**AIM**
Pull out every line of the records that contains the string "rear", treating uppercase and lowercase letters as distinct.

——————

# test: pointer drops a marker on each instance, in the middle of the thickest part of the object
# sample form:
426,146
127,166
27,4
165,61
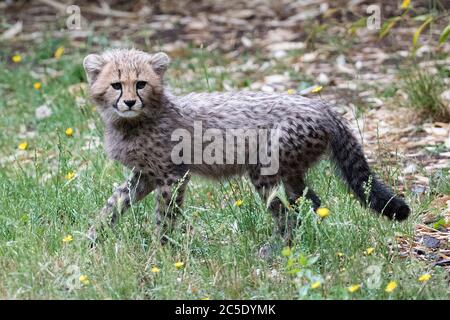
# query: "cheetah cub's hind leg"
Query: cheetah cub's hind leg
134,189
285,221
169,200
295,187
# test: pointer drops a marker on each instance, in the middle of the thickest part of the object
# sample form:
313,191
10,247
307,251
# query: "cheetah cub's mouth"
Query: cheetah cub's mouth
127,113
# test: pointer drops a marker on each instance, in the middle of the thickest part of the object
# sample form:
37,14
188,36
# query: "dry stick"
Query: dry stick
105,10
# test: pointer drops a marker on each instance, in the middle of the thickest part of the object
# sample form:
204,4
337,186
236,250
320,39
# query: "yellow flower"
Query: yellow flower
67,238
286,252
69,132
155,270
84,279
59,52
392,285
16,58
23,145
405,4
425,277
70,175
354,288
317,89
323,212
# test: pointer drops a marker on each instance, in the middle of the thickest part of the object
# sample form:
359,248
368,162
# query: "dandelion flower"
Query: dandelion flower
16,58
69,132
59,52
23,145
70,175
354,288
323,212
155,270
317,89
405,4
84,279
425,277
67,238
286,252
392,285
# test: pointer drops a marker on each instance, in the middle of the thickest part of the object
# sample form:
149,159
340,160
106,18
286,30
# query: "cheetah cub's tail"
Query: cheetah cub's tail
349,157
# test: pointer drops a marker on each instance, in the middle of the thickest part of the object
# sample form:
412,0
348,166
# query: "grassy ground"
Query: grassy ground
216,239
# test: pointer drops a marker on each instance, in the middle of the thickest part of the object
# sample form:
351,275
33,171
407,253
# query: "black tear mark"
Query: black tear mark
140,98
117,101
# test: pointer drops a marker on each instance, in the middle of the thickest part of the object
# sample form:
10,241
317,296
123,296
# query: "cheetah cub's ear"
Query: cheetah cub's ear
160,62
93,64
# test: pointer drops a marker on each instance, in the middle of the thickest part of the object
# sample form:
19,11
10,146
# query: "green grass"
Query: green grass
423,91
217,241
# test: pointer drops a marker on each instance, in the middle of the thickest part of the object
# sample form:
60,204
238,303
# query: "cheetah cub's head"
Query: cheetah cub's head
125,83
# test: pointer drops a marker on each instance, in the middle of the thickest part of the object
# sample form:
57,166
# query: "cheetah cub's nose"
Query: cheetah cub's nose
130,103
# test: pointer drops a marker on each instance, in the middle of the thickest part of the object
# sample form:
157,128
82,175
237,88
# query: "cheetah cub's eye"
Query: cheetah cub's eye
140,84
116,85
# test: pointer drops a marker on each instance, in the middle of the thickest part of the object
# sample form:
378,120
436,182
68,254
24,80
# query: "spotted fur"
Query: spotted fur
140,138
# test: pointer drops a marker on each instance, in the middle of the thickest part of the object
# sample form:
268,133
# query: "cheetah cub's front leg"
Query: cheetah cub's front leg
169,199
137,186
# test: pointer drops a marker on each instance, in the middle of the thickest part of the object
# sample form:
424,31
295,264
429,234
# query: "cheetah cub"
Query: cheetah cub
144,122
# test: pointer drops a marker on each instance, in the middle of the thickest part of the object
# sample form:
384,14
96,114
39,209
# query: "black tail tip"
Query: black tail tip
397,209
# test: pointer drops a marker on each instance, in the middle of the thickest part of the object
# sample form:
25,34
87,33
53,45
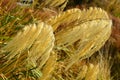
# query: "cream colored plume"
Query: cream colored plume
88,29
29,49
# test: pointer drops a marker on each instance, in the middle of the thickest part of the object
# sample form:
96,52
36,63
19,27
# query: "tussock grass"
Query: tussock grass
51,44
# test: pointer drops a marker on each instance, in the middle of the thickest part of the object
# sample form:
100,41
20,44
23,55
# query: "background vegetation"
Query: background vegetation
102,65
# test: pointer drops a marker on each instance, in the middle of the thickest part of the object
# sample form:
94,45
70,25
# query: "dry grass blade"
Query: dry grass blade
54,3
41,48
92,72
72,15
49,67
29,49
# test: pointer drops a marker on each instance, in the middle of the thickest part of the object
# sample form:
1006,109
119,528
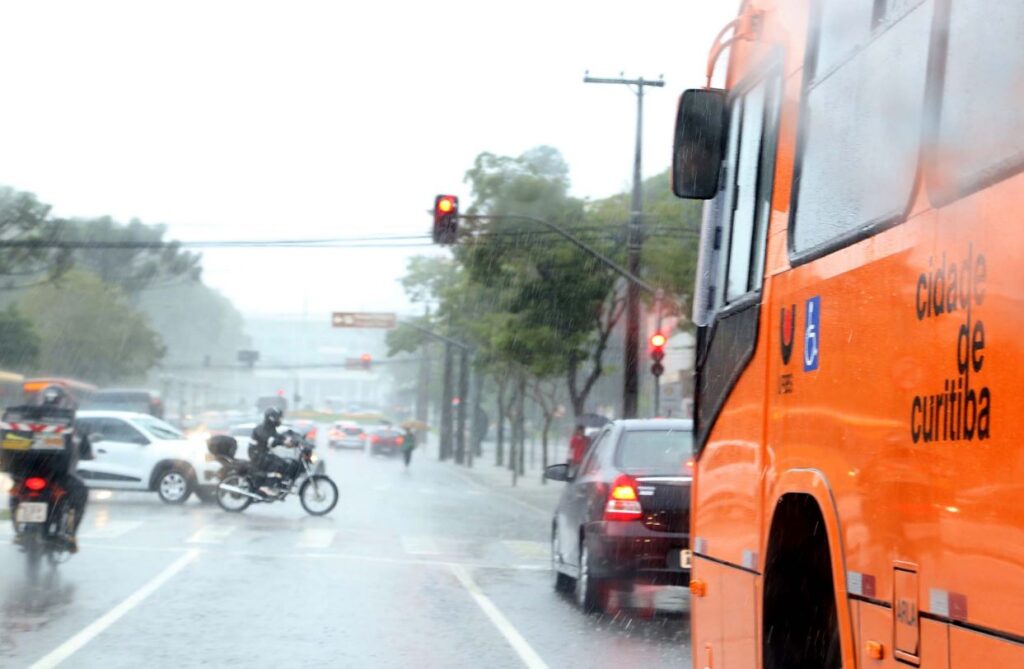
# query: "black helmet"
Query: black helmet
272,415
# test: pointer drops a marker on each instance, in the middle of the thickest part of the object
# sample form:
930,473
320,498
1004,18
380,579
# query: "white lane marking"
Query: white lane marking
511,634
211,535
76,642
529,549
316,538
110,530
420,546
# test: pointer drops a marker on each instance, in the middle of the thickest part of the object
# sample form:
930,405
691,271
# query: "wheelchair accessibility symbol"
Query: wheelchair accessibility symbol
812,334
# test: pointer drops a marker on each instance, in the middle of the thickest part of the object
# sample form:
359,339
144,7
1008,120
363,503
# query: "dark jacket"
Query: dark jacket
264,437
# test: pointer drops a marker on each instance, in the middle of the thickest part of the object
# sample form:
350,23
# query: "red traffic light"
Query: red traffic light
445,218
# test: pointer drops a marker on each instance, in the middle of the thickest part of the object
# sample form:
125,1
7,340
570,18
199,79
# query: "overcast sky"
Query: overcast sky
300,119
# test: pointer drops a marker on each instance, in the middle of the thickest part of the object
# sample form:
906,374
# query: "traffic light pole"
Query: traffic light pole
631,382
658,298
444,452
460,435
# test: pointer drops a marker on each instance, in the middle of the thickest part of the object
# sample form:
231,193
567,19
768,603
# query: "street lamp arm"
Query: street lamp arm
587,248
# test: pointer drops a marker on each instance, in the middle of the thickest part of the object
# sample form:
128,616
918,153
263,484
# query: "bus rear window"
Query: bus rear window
981,122
663,451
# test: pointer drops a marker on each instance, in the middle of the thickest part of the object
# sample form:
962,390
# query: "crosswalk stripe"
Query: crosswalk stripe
420,546
109,530
211,535
316,538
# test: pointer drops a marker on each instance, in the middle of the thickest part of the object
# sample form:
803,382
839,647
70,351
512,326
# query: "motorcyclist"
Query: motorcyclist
275,470
59,467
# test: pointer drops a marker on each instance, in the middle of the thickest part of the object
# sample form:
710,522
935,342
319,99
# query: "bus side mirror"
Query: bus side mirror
699,143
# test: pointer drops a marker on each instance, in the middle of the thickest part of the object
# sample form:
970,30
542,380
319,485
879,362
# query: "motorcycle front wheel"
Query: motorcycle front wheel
318,495
231,501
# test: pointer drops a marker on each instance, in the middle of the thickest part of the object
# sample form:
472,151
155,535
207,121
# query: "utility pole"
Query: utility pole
460,435
631,385
474,418
445,446
658,299
423,388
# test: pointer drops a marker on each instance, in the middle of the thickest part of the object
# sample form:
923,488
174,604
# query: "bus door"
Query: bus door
731,380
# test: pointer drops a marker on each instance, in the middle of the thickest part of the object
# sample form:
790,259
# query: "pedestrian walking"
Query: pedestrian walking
408,446
578,447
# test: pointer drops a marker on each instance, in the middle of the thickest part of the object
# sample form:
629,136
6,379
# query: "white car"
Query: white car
133,451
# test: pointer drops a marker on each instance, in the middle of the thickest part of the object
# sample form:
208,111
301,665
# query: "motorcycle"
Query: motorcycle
238,487
35,443
42,521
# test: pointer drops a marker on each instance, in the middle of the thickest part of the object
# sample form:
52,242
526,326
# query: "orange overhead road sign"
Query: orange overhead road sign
356,320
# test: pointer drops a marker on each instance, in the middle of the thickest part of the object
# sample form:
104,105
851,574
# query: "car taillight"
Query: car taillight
623,503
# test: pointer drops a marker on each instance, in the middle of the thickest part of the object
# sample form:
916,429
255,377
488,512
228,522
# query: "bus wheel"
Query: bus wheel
801,628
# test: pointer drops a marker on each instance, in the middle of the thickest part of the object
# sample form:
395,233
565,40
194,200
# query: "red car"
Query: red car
625,512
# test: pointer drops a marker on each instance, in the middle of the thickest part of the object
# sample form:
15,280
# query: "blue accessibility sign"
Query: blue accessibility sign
812,334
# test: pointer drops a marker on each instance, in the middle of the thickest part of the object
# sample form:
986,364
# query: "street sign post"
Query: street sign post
364,320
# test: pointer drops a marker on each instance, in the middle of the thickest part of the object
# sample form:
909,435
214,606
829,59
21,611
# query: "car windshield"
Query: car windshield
654,451
158,428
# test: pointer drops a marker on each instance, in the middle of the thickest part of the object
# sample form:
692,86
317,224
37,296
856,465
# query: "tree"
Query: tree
131,268
25,220
89,330
195,322
563,301
18,340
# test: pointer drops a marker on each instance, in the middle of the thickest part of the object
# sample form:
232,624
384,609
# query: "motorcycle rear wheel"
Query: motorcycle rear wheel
318,495
232,502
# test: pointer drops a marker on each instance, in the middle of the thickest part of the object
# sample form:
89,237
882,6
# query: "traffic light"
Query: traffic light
445,218
657,341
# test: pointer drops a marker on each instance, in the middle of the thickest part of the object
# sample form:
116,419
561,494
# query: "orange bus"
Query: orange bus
80,390
859,294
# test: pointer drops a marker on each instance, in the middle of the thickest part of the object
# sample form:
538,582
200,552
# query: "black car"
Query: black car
625,513
386,441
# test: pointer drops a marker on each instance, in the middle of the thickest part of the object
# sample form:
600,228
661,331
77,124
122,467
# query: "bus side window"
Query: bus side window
980,127
861,121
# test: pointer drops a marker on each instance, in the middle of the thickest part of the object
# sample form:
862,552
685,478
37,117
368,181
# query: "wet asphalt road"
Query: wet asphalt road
412,569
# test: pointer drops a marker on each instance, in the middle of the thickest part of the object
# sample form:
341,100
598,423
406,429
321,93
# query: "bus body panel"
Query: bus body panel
918,471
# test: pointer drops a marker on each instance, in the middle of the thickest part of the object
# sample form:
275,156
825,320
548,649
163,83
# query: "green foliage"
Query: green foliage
89,330
25,219
530,301
131,268
18,340
551,292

——————

**REPLY**
# query: "bus rear window"
Query: bus rear window
# query: "motorcycle rear wheel"
Query: motorcycle rear wheel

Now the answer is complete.